* **Aim**:
Reproduce each record below exactly as written.

* **Material provided**:
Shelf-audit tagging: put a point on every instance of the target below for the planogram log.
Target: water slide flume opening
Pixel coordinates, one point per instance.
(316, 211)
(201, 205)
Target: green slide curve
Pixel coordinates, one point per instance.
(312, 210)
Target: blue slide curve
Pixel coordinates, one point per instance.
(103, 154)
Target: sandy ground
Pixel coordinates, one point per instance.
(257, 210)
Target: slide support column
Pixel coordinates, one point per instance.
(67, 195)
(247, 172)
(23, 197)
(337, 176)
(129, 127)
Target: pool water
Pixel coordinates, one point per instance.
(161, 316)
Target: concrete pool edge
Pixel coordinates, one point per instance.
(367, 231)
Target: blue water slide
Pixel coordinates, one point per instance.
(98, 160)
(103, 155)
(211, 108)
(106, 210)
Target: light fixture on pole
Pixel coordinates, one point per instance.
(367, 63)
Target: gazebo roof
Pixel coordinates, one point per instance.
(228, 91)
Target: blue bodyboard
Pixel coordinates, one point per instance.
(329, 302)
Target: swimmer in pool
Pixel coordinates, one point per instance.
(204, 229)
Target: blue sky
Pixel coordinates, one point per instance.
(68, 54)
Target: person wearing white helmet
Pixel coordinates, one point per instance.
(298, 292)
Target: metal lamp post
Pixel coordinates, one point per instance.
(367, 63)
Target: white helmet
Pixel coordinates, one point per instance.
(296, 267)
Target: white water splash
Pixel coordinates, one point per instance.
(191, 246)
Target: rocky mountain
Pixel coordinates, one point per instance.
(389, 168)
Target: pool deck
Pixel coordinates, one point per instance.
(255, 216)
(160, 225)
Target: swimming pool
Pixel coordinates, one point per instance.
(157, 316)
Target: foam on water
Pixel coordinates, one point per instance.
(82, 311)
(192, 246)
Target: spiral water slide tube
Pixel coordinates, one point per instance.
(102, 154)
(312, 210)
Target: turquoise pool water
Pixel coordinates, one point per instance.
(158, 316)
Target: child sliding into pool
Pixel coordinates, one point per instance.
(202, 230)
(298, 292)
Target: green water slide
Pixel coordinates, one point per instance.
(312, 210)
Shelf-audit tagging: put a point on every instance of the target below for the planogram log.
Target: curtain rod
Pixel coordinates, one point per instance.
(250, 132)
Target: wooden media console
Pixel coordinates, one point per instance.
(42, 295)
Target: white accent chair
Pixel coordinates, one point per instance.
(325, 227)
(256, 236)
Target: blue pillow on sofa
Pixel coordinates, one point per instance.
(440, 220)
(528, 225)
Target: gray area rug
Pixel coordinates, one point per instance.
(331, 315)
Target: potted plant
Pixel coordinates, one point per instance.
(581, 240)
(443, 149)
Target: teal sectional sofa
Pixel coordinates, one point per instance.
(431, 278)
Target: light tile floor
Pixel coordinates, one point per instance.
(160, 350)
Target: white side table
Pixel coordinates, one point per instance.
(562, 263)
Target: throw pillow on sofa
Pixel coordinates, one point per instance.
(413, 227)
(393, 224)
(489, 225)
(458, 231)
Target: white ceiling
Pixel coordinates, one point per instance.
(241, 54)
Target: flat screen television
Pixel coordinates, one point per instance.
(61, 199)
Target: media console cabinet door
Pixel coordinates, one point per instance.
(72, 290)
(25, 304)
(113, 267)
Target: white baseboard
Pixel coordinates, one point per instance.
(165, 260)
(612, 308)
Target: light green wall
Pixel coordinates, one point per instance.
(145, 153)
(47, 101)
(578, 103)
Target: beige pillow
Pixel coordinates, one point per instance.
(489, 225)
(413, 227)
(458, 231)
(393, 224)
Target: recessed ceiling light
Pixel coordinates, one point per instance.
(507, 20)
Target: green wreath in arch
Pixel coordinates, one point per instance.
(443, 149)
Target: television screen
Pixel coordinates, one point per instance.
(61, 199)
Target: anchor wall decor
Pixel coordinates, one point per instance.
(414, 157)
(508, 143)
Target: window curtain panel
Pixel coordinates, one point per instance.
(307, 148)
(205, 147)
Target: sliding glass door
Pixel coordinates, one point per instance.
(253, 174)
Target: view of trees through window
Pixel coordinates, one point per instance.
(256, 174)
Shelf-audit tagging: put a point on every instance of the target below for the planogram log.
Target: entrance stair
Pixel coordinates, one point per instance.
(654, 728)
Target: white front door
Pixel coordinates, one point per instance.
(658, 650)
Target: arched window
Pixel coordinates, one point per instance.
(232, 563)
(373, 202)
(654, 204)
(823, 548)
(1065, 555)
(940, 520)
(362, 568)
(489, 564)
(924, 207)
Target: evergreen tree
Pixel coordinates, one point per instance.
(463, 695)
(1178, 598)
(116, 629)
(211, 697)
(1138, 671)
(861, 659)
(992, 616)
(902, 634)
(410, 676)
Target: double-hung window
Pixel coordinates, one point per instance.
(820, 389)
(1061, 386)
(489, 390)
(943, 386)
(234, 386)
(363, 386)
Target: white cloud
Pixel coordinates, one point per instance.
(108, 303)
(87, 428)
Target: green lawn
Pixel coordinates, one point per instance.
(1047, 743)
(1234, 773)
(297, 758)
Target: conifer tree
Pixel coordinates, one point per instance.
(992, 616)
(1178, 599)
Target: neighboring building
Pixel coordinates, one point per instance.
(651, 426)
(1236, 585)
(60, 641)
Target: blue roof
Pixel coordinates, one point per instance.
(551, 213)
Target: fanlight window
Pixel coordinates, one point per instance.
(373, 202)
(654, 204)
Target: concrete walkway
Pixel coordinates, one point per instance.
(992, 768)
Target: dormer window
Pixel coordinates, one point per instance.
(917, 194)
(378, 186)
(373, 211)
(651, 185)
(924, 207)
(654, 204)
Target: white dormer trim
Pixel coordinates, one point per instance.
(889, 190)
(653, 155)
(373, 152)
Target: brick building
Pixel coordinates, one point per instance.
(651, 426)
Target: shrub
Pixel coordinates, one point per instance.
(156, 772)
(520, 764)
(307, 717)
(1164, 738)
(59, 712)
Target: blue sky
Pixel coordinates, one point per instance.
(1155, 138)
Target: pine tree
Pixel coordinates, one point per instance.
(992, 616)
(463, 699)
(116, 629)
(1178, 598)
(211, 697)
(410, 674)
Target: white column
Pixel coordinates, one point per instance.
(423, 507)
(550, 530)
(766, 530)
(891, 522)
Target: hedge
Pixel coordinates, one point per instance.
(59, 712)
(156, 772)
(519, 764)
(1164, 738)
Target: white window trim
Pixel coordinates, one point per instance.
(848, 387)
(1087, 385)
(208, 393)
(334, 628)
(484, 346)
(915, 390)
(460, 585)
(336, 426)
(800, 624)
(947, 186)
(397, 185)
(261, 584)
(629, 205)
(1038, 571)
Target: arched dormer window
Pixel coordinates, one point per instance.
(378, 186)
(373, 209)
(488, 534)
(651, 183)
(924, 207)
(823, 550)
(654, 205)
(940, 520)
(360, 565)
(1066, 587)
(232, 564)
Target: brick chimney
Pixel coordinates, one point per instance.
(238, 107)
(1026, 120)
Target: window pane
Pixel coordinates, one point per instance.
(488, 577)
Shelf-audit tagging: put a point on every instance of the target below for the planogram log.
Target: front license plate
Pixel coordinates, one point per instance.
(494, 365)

* **Task response**:
Shelf-audit tagging: put a point on every instance of the target below for the planogram log.
Target: water slide flume opening
Pixel coordinates, one point per instance.
(316, 211)
(201, 205)
Target: green slide curve
Pixel coordinates, one point per instance.
(312, 210)
Target: blue slide curve
Pixel coordinates, one point per instance.
(103, 154)
Target: sandy ground
Pixel coordinates, one point per instance.
(257, 210)
Target: slide support column
Pixel coordinates, one point per instance.
(67, 195)
(247, 172)
(23, 197)
(337, 176)
(129, 127)
Target: pool water
Pixel coordinates, one point per instance.
(161, 316)
Target: concrete pool edge
Pixel coordinates, one point per instance.
(367, 231)
Target: blue water slide
Pixel coordinates, one point per instance.
(98, 160)
(103, 155)
(211, 108)
(106, 210)
Target: light fixture on pole
Pixel coordinates, one point per instance.
(367, 63)
Target: gazebo roof
Pixel coordinates, one point per instance.
(228, 91)
Target: blue bodyboard
Pixel coordinates, one point per instance.
(329, 302)
Target: swimmer in pool
Pixel coordinates, one point per instance.
(204, 229)
Target: blue sky
Pixel coordinates, one point per instance.
(68, 54)
Target: person wearing white helmet
Pixel coordinates, one point per instance.
(298, 292)
Target: metal lamp post
Pixel coordinates, one point per instance.
(367, 63)
Target: white helmet
Pixel coordinates, one point per instance.
(296, 267)
Target: white water splash
Pixel coordinates, one point per instance.
(191, 246)
Target: rocky mountain
Pixel coordinates, one point per instance.
(389, 168)
Target: pool deck
Pixel coordinates, one point per instance.
(255, 216)
(160, 225)
Target: swimming pool
Pixel coordinates, one point per instance.
(157, 316)
Target: foam on water
Pixel coordinates, one point per instance.
(82, 311)
(192, 246)
Target: spiral water slide tube
Pixel coordinates, one point per instance.
(102, 154)
(312, 210)
Target: turquoise pool water
Pixel coordinates, one point per instance.
(158, 316)
Target: child sliding into pool
Pixel coordinates, one point per instance.
(202, 230)
(298, 292)
Target: green water slide
Pixel coordinates, one point per instance.
(312, 210)
Shelf-audit tagging: put a point on every instance of the target below for the planogram log.
Target: curtain rod
Pixel coordinates, one point per instance.
(250, 132)
Target: wooden media console
Pixel coordinates, one point per instance.
(42, 295)
Target: white accent chair
Pixel coordinates, one point per instance.
(325, 227)
(256, 236)
Target: blue pillow on sofa
Pixel coordinates, one point per instance.
(440, 220)
(528, 225)
Target: gray area rug
Pixel coordinates, one point per instance.
(331, 315)
Target: potted plant
Pixel coordinates, one point per instance.
(581, 240)
(443, 149)
Target: teal sectional sofa
Pixel coordinates, one point per instance.
(431, 278)
Target: light tile floor
Pixel coordinates, one point per instance.
(160, 350)
Target: white side table
Pixel coordinates, one point per instance.
(562, 263)
Target: throw pillow on sofa
Pixel coordinates, one point per instance.
(413, 227)
(393, 224)
(489, 225)
(458, 231)
Target: white ceiling
Pixel coordinates, one point per instance.
(241, 54)
Target: flat screen television
Pixel coordinates, one point per instance.
(61, 199)
Target: media console cabinet door
Pixel coordinates, one point per instance.
(72, 290)
(25, 304)
(113, 267)
Target: white baseboard
Pixel coordinates, one point per instance.
(165, 260)
(612, 308)
Target: light green wall
Pixel coordinates, one point per instance.
(145, 153)
(47, 101)
(578, 103)
Target: beige pillow
Pixel coordinates, one point per instance.
(489, 225)
(413, 227)
(458, 231)
(393, 224)
Target: recessed ceiling light
Pixel coordinates, one point per instance.
(507, 20)
Target: green wreath in arch
Pixel coordinates, one point per instance.
(443, 149)
Target: television screen
Pixel coordinates, one point per instance.
(61, 199)
Target: anchor wall decor
Pixel coordinates, one point per instance.
(414, 157)
(508, 143)
Target: window curtain panel
Pixel coordinates, one point per instance.
(307, 148)
(205, 147)
Target: sliding glass door
Pixel coordinates, one point per instance.
(253, 174)
Target: view of trees through window
Pixel coordinates, one point per instance.
(256, 174)
Shelf-audit tagging: put a point on every instance of the target below for the planogram log.
Target: entrance stair
Pixel coordinates, one point per instance.
(654, 728)
Target: white front door
Pixel coordinates, one point per instance.
(658, 650)
Target: arched window
Pixel coordinates, one point per instance.
(232, 563)
(373, 202)
(654, 204)
(823, 548)
(1065, 555)
(940, 520)
(362, 568)
(489, 564)
(924, 207)
Target: evergreen tree
Pixel coordinates, one point per instance.
(463, 695)
(1178, 598)
(116, 629)
(211, 697)
(1138, 671)
(861, 659)
(992, 616)
(902, 634)
(410, 676)
Target: double-hung window
Pixel coordinates, one point per instance.
(820, 389)
(1061, 386)
(489, 390)
(943, 386)
(234, 386)
(363, 386)
Target: white cloud
Pixel coordinates, one point per instance.
(108, 303)
(87, 428)
Target: green lawn
Pixel coordinates, one point per instance.
(1047, 743)
(1234, 773)
(297, 758)
Target: conifer tree
Pixel coordinates, one point per instance.
(992, 616)
(1178, 599)
Target: neighboring building
Pixel coordinates, one point per instance.
(651, 426)
(1236, 585)
(60, 641)
Target: blue roof
Pixel coordinates, one point per instance.
(551, 213)
Target: fanlight window
Pixel coordinates, one point per instance.
(373, 202)
(654, 204)
Target: concrete walkway
Pixel coordinates, one point per instance.
(992, 768)
Target: dormer window
Pixel coordinates, one point per instance.
(917, 194)
(378, 186)
(373, 211)
(651, 185)
(924, 207)
(654, 204)
Target: white dormer trim
Pixel coordinates, one point per instance.
(889, 190)
(653, 155)
(373, 152)
Target: brick building
Pixel coordinates, one point per instance.
(651, 426)
Target: shrub
Pixel coordinates, one point per instance.
(156, 772)
(520, 764)
(307, 717)
(1164, 738)
(59, 712)
Target: blue sky
Pixel coordinates, one point per instance.
(1155, 138)
Target: pine tree
Pixel coordinates, one point per instance.
(992, 616)
(463, 699)
(116, 629)
(1178, 598)
(211, 697)
(410, 674)
Target: white column
Pixel coordinates, one point per instance.
(423, 507)
(550, 530)
(766, 530)
(891, 522)
Target: hedge
Pixel coordinates, one point per instance.
(59, 712)
(156, 772)
(519, 764)
(1164, 738)
Target: white window trim
Pixel coordinates, one point per instance.
(848, 387)
(1087, 385)
(208, 393)
(334, 628)
(484, 346)
(915, 390)
(460, 585)
(336, 426)
(800, 624)
(947, 186)
(397, 185)
(261, 584)
(629, 205)
(1038, 571)
Target: arched dormer window
Pixel coordinates, one point per instance.
(378, 186)
(373, 209)
(488, 534)
(651, 183)
(924, 207)
(823, 550)
(654, 205)
(940, 520)
(360, 565)
(1066, 587)
(232, 564)
Target: brick chimney
Pixel coordinates, one point per instance.
(238, 107)
(1026, 120)
Target: window pane
Pixel coordinates, one point per instance.
(488, 577)
Shelf-audit tagging: put a point on every instance of the target below for the planogram log.
Target: front license plate
Pixel coordinates, one point per instance.
(494, 365)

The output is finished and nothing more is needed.